[[ Task input open ]]

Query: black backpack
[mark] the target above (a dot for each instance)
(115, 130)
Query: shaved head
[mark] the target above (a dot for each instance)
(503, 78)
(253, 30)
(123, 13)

[[ Task input closed ]]

▸ **What is being asked**:
Lines with "Query": return each one from the data above.

▸ **Reply**:
Query: black backpack
Query: shaved head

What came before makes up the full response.